====== Given records

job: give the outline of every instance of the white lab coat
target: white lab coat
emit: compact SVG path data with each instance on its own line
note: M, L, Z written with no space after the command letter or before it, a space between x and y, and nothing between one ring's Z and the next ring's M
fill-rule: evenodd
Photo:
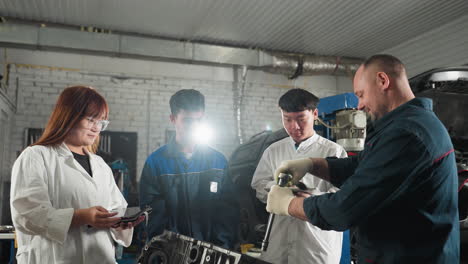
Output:
M93 177L65 144L28 147L16 160L10 206L19 264L116 263L114 241L130 245L133 229L70 227L74 209L127 206L109 166L88 155Z
M263 153L252 178L252 188L257 198L266 203L268 192L275 184L274 172L282 161L300 158L346 157L340 145L315 133L295 148L291 137L271 144ZM332 184L311 174L302 181L308 188L316 188L313 193L334 192ZM312 224L291 216L275 216L269 246L262 253L262 259L275 264L306 264L340 262L343 234L325 231Z

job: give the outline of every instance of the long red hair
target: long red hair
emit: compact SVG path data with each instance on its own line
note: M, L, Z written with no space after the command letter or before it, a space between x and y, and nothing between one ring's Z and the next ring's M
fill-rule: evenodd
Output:
M87 86L72 86L65 88L60 94L54 110L50 115L44 133L34 145L59 145L65 140L72 128L83 118L91 116L105 119L109 115L106 100L94 88ZM99 145L99 136L88 150L95 153Z

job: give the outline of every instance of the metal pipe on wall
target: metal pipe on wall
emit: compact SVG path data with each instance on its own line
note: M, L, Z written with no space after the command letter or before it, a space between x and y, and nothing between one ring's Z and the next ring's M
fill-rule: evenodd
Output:
M245 92L245 80L247 78L247 65L242 66L241 81L238 81L239 78L239 67L234 67L234 86L236 88L237 96L234 100L234 112L236 113L236 126L237 126L237 138L239 139L239 144L244 143L244 131L242 129L242 105L244 101L244 92Z

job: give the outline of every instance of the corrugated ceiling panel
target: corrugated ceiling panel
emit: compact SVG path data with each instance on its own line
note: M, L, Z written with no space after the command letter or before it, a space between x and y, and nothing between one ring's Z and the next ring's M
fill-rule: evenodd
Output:
M0 15L243 47L366 57L468 13L466 0L2 0Z
M381 53L399 57L408 65L409 77L433 68L468 64L468 15Z

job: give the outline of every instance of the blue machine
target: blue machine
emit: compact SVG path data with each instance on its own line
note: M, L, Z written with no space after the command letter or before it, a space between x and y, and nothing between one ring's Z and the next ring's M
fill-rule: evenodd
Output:
M358 103L358 98L353 93L344 93L321 98L317 106L319 118L322 119L329 126L332 126L334 120L336 119L337 111L344 109L355 109L357 108ZM330 128L324 125L316 125L314 129L323 137L336 141L336 139L332 136L333 133ZM341 251L340 264L351 263L350 248L351 243L349 230L346 230L345 232L343 232L343 247Z
M336 119L336 111L357 108L358 103L359 100L353 93L324 97L320 99L317 106L318 115L325 123L331 125L331 121ZM323 125L317 125L314 129L323 137L336 141L336 139L332 137L330 128Z
M320 99L318 105L319 116L331 114L336 110L357 108L359 100L353 93L344 93Z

============

> [The task] When a line in the data contains "hair", return it as written.

> [Expected output]
job: give the outline of every instance of the long red hair
target: long red hair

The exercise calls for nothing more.